- PASSAGE SHOWN -

☆ ☆ ☆

The negative charges remaining on X3 also increase the voltage
between electrodes, therefore, an erasing discharge is caused to
occur between the X3 and Y3 electrodes and charges are neutralized.
The negative charges remaining on the Y1 electrode, however, remain
because the negative charges have a polarity that cancels the
applied voltage and no discharge is caused to occur. Therefore,
after the reset period is completed, negative charges remain on the
Y electrode. If such residual wall charges exist, a scanning pulse
is applied in the address period and a discharge may be caused to
occur even if no address pulse is applied, resulting in an unstable
performance.
[0017] In addition, in the case in which such reset action as shown
in FIG. 4 (B) is carried out, it is possible to suppress the
intensity of light emission caused by the reset discharge by
decreasing the negative voltage applied to the X electrode with the
timing t2 in FIG. 10. FIG. 13 is a diagram that shows the relation
between the voltage of reset discharge and the brightness attained
by the reset discharge. As shown in FIG. 13, for example, it is
possible to lower the brightness by decreasing the voltage between
the X and Y electrodes to be applied with the timing t2 in FIG. 10.

☆ ☆ ☆

- SUPPLIED MATERIAL -

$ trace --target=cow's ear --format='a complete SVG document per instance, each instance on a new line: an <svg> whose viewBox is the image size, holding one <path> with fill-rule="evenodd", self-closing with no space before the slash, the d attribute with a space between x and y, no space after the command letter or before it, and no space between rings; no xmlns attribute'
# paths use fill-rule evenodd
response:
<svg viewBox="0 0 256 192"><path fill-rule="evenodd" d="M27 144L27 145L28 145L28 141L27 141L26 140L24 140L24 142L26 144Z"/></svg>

☆ ☆ ☆

- TASKS FOR THIS EXERCISE -
1. Write out everything in the reset discharge passage from "The negative charges remaining on X3" down to "performance.".
2. Using the reset discharge passage, state whether each statement agrees with it, answering yes or no and quoting the deciding words: (a) The negative charges remaining on the Y1 electrode are neutralized by an erasing discharge. (b) FIG. 13 shows how the voltage of reset discharge relates to the brightness attained by the reset discharge. (c) Residual wall charges can make performance unstable.

- RESPONSE LIST -
1.
The negative charges remaining on X3 also increase the voltage
between electrodes, therefore, an erasing discharge is caused to
occur between the X3 and Y3 electrodes and charges are neutralized.
The negative charges remaining on the Y1 electrode, however, remain
because the negative charges have a polarity that cancels the
applied voltage and no discharge is caused to occur. Therefore,
after the reset period is completed, negative charges remain on the
Y electrode. If such residual wall charges exist, a scanning pulse
is applied in the address period and a discharge may be caused to
occur even if no address pulse is applied, resulting in an unstable
performance.

2.
(a) No: "The negative charges remaining on the Y1 electrode, however, remain because the negative charges have a polarity that cancels the applied voltage and no discharge is caused to occur."
(b) Yes: "FIG. 13 is a diagram that shows the relation between the voltage of reset discharge and the brightness attained by the reset discharge."
(c) Yes: "a discharge may be caused to occur even if no address pulse is applied, resulting in an unstable performance."